— start of Records to process —

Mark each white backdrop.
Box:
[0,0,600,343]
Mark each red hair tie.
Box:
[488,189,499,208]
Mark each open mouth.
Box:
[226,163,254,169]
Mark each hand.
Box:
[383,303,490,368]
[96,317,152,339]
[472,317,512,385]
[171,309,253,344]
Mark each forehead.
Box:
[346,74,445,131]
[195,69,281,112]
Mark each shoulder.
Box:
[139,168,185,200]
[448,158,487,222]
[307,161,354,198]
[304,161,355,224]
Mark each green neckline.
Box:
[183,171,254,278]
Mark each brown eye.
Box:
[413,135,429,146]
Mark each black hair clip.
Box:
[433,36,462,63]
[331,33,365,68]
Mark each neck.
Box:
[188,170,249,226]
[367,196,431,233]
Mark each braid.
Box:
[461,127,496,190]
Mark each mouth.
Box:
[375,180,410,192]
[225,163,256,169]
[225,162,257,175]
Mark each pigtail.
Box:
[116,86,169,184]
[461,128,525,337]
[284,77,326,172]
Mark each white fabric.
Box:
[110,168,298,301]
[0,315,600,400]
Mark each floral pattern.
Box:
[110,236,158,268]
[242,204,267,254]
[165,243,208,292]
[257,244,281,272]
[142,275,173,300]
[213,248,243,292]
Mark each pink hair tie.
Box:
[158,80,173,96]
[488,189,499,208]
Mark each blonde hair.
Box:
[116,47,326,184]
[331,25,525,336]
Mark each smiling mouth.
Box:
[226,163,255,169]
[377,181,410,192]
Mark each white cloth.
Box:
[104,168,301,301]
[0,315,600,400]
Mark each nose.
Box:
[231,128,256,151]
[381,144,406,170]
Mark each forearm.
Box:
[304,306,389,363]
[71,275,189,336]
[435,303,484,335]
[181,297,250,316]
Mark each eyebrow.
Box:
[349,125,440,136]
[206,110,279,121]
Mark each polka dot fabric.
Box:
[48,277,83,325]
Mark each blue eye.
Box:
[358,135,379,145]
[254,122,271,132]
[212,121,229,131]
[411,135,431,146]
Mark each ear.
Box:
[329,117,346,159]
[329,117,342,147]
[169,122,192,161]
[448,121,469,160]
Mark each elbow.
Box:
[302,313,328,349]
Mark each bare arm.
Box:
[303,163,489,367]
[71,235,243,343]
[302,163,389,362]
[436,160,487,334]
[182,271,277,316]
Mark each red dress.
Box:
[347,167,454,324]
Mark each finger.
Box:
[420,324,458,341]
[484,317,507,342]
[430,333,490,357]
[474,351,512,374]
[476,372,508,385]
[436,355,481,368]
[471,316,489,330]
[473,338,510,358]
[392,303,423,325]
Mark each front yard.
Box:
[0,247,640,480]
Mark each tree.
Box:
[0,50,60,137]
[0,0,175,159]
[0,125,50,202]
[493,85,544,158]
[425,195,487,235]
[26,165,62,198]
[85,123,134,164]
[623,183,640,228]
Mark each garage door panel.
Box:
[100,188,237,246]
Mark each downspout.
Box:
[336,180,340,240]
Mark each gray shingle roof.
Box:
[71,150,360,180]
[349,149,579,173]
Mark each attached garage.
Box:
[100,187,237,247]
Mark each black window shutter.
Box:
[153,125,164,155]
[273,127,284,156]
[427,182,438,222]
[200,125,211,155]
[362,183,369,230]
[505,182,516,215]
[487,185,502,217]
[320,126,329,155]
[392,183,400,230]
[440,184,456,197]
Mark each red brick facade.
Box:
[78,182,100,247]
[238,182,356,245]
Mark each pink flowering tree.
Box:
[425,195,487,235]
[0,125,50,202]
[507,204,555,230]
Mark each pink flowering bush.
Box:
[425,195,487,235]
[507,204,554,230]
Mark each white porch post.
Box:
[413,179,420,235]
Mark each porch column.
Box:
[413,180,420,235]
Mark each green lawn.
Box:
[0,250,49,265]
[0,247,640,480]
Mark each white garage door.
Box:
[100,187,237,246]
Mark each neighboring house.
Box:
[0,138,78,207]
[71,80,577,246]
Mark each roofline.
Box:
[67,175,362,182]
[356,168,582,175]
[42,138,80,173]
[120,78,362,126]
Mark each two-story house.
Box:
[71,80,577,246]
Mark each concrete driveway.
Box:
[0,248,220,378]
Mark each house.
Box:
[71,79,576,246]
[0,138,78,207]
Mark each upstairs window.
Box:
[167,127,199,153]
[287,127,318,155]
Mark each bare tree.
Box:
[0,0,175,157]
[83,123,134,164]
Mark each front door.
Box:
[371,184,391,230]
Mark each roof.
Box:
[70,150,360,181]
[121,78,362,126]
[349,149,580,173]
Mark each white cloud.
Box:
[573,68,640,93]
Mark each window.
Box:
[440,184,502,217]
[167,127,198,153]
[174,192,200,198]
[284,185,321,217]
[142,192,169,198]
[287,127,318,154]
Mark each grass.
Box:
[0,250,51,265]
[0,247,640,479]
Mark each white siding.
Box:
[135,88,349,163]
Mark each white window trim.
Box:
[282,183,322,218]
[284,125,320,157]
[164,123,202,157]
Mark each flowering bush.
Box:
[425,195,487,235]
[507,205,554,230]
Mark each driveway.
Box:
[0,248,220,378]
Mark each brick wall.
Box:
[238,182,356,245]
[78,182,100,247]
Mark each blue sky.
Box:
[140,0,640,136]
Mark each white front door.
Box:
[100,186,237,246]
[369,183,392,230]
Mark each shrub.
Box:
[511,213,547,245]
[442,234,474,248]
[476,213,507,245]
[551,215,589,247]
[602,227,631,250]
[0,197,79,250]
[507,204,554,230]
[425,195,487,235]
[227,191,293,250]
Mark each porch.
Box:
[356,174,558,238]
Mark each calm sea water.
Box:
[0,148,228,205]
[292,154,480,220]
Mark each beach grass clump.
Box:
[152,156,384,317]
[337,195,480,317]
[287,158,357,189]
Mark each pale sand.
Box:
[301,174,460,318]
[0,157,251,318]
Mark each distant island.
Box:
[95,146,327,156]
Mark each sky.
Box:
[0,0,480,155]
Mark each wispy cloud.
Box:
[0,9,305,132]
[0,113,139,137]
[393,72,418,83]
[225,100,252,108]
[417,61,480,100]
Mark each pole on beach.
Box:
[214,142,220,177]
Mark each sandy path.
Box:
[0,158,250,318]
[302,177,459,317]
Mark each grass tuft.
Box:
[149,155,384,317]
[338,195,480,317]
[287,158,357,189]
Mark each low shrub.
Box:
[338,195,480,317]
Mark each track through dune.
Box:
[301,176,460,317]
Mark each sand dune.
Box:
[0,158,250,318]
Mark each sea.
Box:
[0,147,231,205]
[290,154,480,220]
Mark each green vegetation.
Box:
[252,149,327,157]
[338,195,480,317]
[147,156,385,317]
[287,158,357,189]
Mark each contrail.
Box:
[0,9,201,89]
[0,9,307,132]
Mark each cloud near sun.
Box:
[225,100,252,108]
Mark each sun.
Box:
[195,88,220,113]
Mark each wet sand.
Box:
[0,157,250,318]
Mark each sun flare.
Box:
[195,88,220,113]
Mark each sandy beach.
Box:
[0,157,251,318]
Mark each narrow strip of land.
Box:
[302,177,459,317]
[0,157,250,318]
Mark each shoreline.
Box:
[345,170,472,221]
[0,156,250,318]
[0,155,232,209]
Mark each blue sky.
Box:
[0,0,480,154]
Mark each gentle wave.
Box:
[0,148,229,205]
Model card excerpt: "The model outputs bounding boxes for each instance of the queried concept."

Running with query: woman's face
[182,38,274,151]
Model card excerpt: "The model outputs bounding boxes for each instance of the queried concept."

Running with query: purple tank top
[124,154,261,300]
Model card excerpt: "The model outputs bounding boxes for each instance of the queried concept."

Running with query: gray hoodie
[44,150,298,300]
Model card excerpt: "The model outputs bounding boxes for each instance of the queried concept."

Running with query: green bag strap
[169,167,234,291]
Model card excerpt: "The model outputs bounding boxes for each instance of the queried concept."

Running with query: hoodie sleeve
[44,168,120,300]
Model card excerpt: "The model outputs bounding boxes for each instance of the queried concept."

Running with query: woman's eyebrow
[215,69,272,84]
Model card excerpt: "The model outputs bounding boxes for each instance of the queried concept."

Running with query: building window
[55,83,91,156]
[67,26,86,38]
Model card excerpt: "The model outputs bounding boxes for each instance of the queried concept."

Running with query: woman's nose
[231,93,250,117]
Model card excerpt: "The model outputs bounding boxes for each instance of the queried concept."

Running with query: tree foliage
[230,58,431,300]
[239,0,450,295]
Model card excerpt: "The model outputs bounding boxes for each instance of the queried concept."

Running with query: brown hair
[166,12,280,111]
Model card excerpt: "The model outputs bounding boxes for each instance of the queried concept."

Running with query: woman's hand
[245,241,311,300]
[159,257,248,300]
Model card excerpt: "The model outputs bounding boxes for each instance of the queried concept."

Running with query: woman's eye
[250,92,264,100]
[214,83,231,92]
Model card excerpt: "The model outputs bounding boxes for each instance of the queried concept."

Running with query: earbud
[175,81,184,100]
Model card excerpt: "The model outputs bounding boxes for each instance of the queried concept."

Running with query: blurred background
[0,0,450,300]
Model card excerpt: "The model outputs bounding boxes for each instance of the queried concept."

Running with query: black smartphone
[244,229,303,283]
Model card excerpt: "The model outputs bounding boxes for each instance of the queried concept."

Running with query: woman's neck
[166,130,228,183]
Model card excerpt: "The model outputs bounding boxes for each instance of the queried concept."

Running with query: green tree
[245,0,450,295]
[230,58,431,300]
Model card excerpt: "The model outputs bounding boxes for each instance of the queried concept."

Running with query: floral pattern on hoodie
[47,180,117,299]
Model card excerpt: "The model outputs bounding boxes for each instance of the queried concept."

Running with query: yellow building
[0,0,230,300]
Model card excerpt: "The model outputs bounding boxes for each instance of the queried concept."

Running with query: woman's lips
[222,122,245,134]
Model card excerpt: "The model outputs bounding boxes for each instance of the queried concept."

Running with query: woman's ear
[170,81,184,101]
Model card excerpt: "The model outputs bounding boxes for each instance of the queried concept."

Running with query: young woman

— end of Records to process —

■ Exercise ■
Reproduce the lines of the items above character for character, starting with the line that contains "Mark each forehead." and continuing through the line that contains "[367,196,431,233]", with both of those lines included.

■ Complete response ■
Mark each forehead.
Box:
[346,74,445,131]
[195,69,281,112]
Mark each shoulder.
Box:
[139,168,185,200]
[448,158,487,222]
[307,161,354,198]
[304,161,355,224]
Mark each green neckline.
Box:
[183,171,254,278]
Mark each brown eye.
Box:
[413,135,429,146]
Mark each black hair clip.
Box:
[433,36,462,63]
[331,33,365,68]
Mark each neck.
Box:
[188,170,249,226]
[367,196,431,233]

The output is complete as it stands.